(Exercise aim) Write out the records between the line holding "Annotate each red mulch you see." and the line holding "[435,182,456,194]", inclusive, as a numbered list with blank lines left out.

(Information provided)
———
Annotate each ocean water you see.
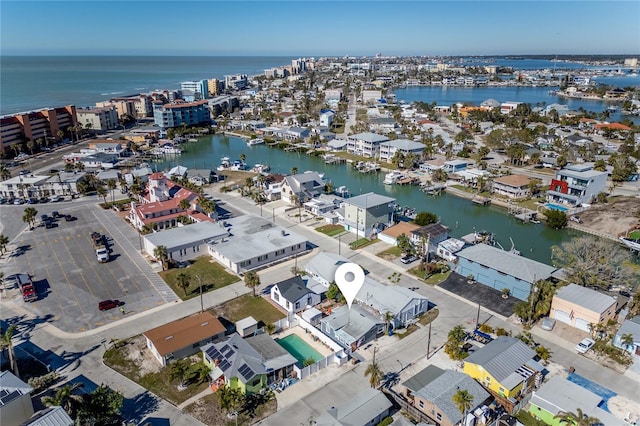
[0,56,294,115]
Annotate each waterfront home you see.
[378,222,420,246]
[547,163,607,207]
[456,244,556,300]
[347,133,389,158]
[314,389,393,426]
[271,275,321,314]
[491,174,531,200]
[336,192,396,237]
[401,365,492,426]
[549,284,617,331]
[380,139,425,163]
[142,221,229,262]
[320,304,385,352]
[0,371,33,426]
[281,172,325,204]
[207,215,307,274]
[464,336,544,408]
[613,315,640,356]
[529,376,624,426]
[142,312,226,367]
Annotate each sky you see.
[0,0,640,57]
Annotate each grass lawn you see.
[349,238,380,250]
[316,225,344,237]
[213,294,285,324]
[160,256,240,300]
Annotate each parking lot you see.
[0,202,178,333]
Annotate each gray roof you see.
[465,336,536,383]
[402,365,444,392]
[457,244,556,283]
[415,370,490,424]
[274,275,311,302]
[209,215,307,263]
[530,376,622,425]
[344,192,396,209]
[316,388,392,426]
[245,333,298,372]
[554,284,616,315]
[21,406,74,426]
[144,222,229,252]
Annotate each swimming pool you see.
[544,203,569,212]
[276,334,324,364]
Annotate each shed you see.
[236,317,258,337]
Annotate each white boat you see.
[620,237,640,252]
[247,138,264,146]
[382,172,404,185]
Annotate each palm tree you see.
[176,272,191,297]
[553,408,600,426]
[451,389,473,424]
[153,246,169,271]
[42,382,84,414]
[244,271,260,297]
[364,348,384,388]
[0,324,20,377]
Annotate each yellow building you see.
[464,336,544,398]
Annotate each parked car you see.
[540,317,556,331]
[98,299,120,311]
[576,337,596,354]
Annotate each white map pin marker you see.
[335,263,364,309]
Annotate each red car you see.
[98,299,120,311]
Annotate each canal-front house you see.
[547,163,607,207]
[456,244,556,300]
[336,192,396,238]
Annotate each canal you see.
[154,135,576,264]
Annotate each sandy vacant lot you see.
[579,198,640,236]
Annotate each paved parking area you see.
[3,203,179,333]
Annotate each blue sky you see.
[0,0,640,56]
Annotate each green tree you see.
[176,272,191,297]
[244,271,260,297]
[413,212,438,226]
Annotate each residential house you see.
[464,336,544,399]
[380,139,425,162]
[402,365,491,426]
[142,312,226,366]
[456,244,556,300]
[314,389,393,426]
[491,174,531,200]
[529,376,625,426]
[378,222,420,246]
[200,333,268,394]
[547,163,607,207]
[347,133,389,158]
[0,371,33,426]
[281,172,325,204]
[20,406,75,426]
[142,222,229,262]
[207,215,307,274]
[271,275,321,314]
[320,304,385,352]
[337,192,396,237]
[613,315,640,359]
[549,284,617,331]
[410,223,449,254]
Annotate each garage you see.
[573,318,590,331]
[553,309,571,325]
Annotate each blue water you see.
[567,373,617,413]
[0,56,293,115]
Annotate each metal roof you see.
[457,244,556,283]
[465,336,536,383]
[553,284,616,316]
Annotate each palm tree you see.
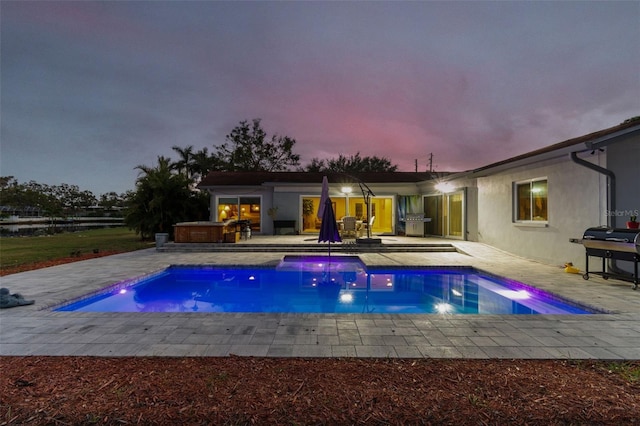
[125,156,196,239]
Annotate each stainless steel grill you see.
[582,227,640,290]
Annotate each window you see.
[513,178,549,222]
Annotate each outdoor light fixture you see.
[436,182,455,194]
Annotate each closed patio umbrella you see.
[318,198,342,256]
[316,176,329,219]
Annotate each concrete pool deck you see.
[0,235,640,360]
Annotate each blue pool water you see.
[55,256,592,315]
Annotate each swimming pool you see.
[54,256,593,315]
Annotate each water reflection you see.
[61,262,589,314]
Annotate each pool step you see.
[157,242,458,253]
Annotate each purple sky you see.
[0,1,640,195]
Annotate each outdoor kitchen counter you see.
[173,221,236,243]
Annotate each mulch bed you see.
[0,356,640,425]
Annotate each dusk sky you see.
[0,0,640,196]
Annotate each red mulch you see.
[0,357,640,425]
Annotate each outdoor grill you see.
[582,227,640,290]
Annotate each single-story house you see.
[198,119,640,269]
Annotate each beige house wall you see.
[471,153,606,269]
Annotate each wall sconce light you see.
[435,182,456,194]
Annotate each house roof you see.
[198,172,432,188]
[469,119,640,175]
[198,118,640,188]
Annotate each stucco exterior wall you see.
[477,154,606,269]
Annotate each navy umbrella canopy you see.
[318,198,342,254]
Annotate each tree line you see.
[0,119,397,239]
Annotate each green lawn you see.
[0,227,154,269]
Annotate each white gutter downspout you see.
[571,152,629,276]
[571,152,616,228]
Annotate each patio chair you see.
[362,216,376,236]
[341,216,358,238]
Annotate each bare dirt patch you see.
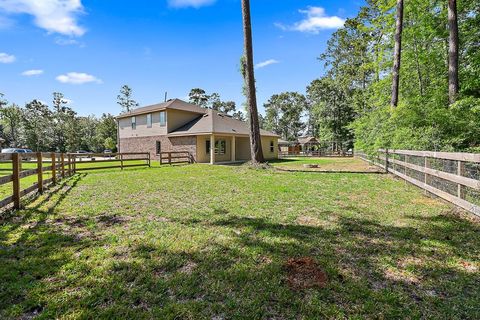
[285,257,328,290]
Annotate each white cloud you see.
[275,7,345,34]
[168,0,216,8]
[255,59,280,69]
[0,0,85,36]
[0,52,17,63]
[56,72,102,84]
[22,69,43,77]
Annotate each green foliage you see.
[117,84,139,112]
[188,88,244,120]
[103,137,116,150]
[0,93,117,152]
[318,0,480,152]
[264,92,307,141]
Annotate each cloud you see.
[0,0,85,36]
[275,7,345,34]
[22,69,43,77]
[168,0,216,8]
[56,72,102,84]
[255,59,280,69]
[0,52,17,63]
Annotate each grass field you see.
[0,159,480,320]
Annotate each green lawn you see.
[0,159,480,320]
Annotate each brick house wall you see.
[120,136,197,161]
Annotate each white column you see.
[210,134,215,164]
[230,136,236,162]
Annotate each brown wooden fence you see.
[355,149,480,216]
[0,152,150,209]
[158,151,194,165]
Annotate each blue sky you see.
[0,0,362,115]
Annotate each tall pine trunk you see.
[391,0,403,107]
[448,0,459,104]
[242,0,265,163]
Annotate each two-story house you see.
[117,99,278,164]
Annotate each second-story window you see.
[132,117,137,130]
[160,111,167,127]
[147,113,152,128]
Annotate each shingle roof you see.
[117,99,207,119]
[169,109,278,137]
[117,99,278,137]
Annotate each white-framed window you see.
[205,139,227,154]
[132,116,137,130]
[147,113,152,128]
[160,111,167,127]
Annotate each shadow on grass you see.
[0,195,480,319]
[275,168,385,174]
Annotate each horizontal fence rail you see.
[355,149,480,216]
[0,152,151,209]
[278,151,353,157]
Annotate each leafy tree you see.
[392,0,403,107]
[307,77,355,151]
[242,0,265,163]
[448,0,459,104]
[23,100,54,151]
[103,137,117,150]
[96,113,117,150]
[264,92,307,140]
[117,85,139,112]
[188,88,210,108]
[53,92,77,152]
[0,104,23,147]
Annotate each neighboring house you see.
[117,99,278,164]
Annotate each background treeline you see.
[0,93,117,152]
[263,0,480,152]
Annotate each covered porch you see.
[197,134,250,164]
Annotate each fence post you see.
[12,153,22,209]
[67,153,72,176]
[385,149,388,173]
[37,152,43,193]
[50,152,57,184]
[423,157,430,185]
[60,153,65,179]
[457,160,465,199]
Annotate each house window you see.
[147,113,152,128]
[132,117,137,130]
[205,140,227,154]
[160,111,167,127]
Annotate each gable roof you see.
[168,109,278,137]
[117,99,207,119]
[117,99,278,137]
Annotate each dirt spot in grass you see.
[285,257,328,290]
[178,261,197,274]
[96,214,131,227]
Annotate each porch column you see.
[210,134,215,164]
[230,136,236,162]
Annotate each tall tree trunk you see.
[242,0,265,163]
[448,0,459,104]
[391,0,403,107]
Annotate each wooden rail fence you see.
[355,149,480,216]
[159,151,194,165]
[0,152,151,209]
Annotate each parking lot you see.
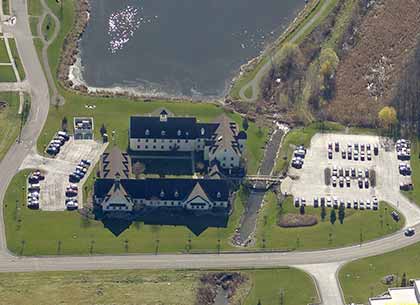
[20,138,106,211]
[282,134,420,223]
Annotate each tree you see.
[242,117,249,130]
[378,106,398,129]
[133,161,145,179]
[319,48,340,100]
[330,209,337,224]
[61,117,68,131]
[401,272,407,287]
[300,205,305,215]
[338,205,346,224]
[321,206,327,221]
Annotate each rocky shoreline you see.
[58,0,319,105]
[58,0,90,92]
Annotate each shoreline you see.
[58,0,319,104]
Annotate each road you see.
[239,0,334,102]
[0,0,420,305]
[0,0,50,252]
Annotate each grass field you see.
[42,15,55,41]
[4,171,253,255]
[274,122,344,174]
[1,0,10,15]
[0,38,10,63]
[0,66,16,82]
[339,240,420,304]
[28,0,42,16]
[29,16,39,36]
[0,268,318,305]
[403,140,420,205]
[256,193,404,250]
[9,38,26,80]
[0,92,20,161]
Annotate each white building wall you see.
[210,148,240,169]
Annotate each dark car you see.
[391,211,400,222]
[69,174,80,183]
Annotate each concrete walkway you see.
[293,262,345,305]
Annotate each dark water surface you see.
[81,0,305,97]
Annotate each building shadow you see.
[95,210,229,237]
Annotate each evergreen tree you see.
[321,206,327,221]
[242,117,249,130]
[330,209,337,224]
[338,205,346,224]
[401,272,407,287]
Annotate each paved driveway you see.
[288,134,420,225]
[20,139,106,211]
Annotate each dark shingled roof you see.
[94,179,229,201]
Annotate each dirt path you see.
[239,0,335,102]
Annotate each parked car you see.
[69,174,80,183]
[365,178,369,189]
[404,227,416,237]
[353,200,359,210]
[391,211,400,222]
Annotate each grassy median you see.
[0,92,21,161]
[339,241,420,304]
[0,268,318,305]
[256,193,404,250]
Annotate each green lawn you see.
[29,16,39,36]
[244,268,319,305]
[28,0,42,16]
[0,38,10,63]
[9,38,26,80]
[403,140,420,205]
[274,122,344,174]
[0,92,20,161]
[0,268,318,305]
[42,15,55,41]
[2,0,10,15]
[0,66,16,82]
[256,193,404,250]
[339,240,420,304]
[4,171,253,255]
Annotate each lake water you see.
[80,0,305,97]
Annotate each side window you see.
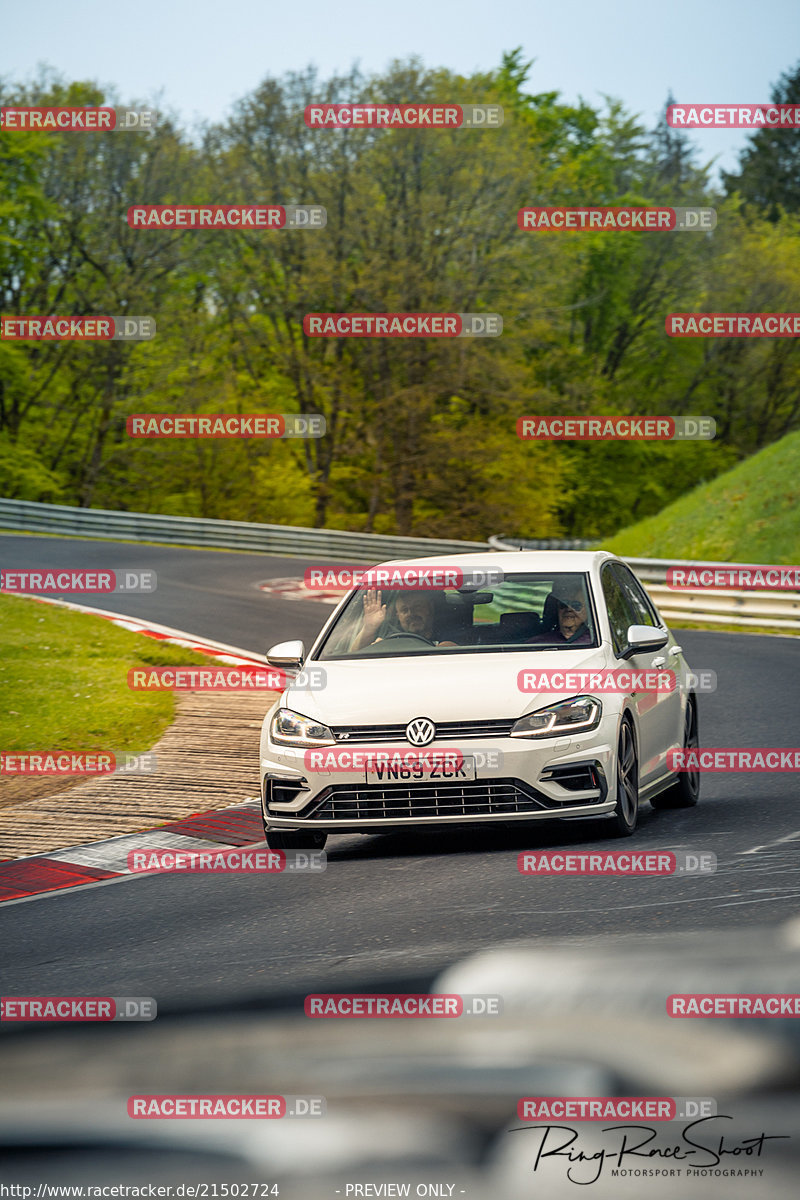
———
(Exercise answer)
1. Annotate each red mulch you see.
2. [0,357,640,425]
3. Annotate each outdoor grill you see.
4. [582,227,640,290]
5. Annotate each single-story house you see.
6. [198,119,640,269]
7. Annotate each beige house wall you see.
8. [471,153,606,269]
9. Annotate each wall sconce light you see.
10. [435,182,456,194]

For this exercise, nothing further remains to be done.